======== SOURCE TEXT
Updated: Oct 26
Whether caused by an attack on power grid infrastructure, a design deficiency, or human error, wide area blackouts are a threat to electric power grid reliability. They lead to disruption of everything that requires electric power to function, from industrial manufacturing to residential air conditioning and wireless internet.
The risk of wide area blackouts is a critical issue that can be addressed with risk assessments and enhancements to the existing electric power grid. But what exactly is a wide area blackout and why are they cause for concern?
In this new series, I will address these and other questions on the topic of wide area blackouts, including what triggers a wide area blackout, as well as upgrades to the electric power grid that can minimize the risk. First, let’s explore what a wide area blackout is, how they occur, and why they are cause for concern.
Wide Area Blackouts Defined
A wide area blackout occurs when part of the electric power transmission system collapses, interrupting the flow of electric power to 250,000 customers or more. This is equivalent to shutting off electric power at 20 large neighborhood substations, leaving all the surrounding neighborhoods without power for several hours to days.
Several well-known wide area blackouts have occurred, including the Northeast blackout of 1965, Northeast blackout of 2003, and the Pacific southwest blackout of 2011. During these historic blackouts, power grid collapse resulted in simultaneous loss of electric power across several states.
The blackouts in 1965, 2003, and 2011 were caused by human error (lack of attention to detail). The northeast blackout of 1965 occurred when circuit breakers connected to five 230 KV transmission lines opened in 2 seconds. The Northeast blackout of 2003 occurred when a 345 KV transmission line sagged into trees while the power grid was experiencing low voltage. The Pacific southwest blackout of 2011 occurred when a 500 KV air break switch was opened at the wrong time.
More recently, the United Kingdom blackout of 2019 occurred when two large generators tripped offline nearly simultaneously. This blackout was caused by a design deficiency.
Luckily, each of these blackouts required minimal repairs and power was restored in less than 24 hours. However, this may not be the case for future wide area blackouts.
What Causes Wide Area Blackouts
Wide area blackouts are caused by mismatches between energy production and energy consumption. During normal system operation, energy produced is equal to energy consumed; this is illustrated in Figure 1, where the beam is perfectly balanced on the balance point.
When customer load increases, the amount of power produced at power plants is ramped up to match energy with load. When customer load decreases, the amount of power produced at power plants is ramped down to match energy with load.
Figure 2 shows power grid operations during fault conditions. When faults occur, the transfer path between energy production facilities and consumers becomes distorted. Additionally, the amount of energy transmitted from production facilities and the amount of energy required by consumers are both reduced. The amount of distortion is a function of initial conditions. The distortions and changes occur in much less than one second.
When faults are cleared, a new transfer path is established. Energy production and energy consumption are increased until a new balance point is established. At this point, there can be one of two potential outcomes: the grid returns to normal, balanced operating conditions; or the grid balance gets further distorted because energy consumption exceeds energy production, as shown in Figure 3.
================
======== EXTRACTED ENTRIES
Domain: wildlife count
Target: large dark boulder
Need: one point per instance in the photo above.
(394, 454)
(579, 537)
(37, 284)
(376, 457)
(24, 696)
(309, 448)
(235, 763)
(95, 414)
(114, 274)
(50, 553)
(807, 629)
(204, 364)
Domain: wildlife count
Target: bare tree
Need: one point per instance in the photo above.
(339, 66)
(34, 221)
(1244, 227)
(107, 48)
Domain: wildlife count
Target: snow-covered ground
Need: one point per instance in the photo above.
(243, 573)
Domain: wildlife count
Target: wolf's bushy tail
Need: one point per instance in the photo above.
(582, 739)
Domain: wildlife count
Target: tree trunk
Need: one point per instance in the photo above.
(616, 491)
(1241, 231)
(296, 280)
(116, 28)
================
======== EXTRACTED ENTRIES
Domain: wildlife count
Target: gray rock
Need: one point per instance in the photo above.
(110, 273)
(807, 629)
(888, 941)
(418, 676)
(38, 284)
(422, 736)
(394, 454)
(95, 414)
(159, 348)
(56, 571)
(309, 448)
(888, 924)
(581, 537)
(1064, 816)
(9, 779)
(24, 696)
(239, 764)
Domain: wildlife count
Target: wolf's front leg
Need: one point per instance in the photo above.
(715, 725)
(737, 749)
================
## PROBLEM STATEMENT
Reproduce the passage of the wide area blackouts text from "Updated: Oct 26" to "and wireless internet.".

## SOLUTION FOR THIS TASK
Updated: Oct 26
Whether caused by an attack on power grid infrastructure, a design deficiency, or human error, wide area blackouts are a threat to electric power grid reliability. They lead to disruption of everything that requires electric power to function, from industrial manufacturing to residential air conditioning and wireless internet.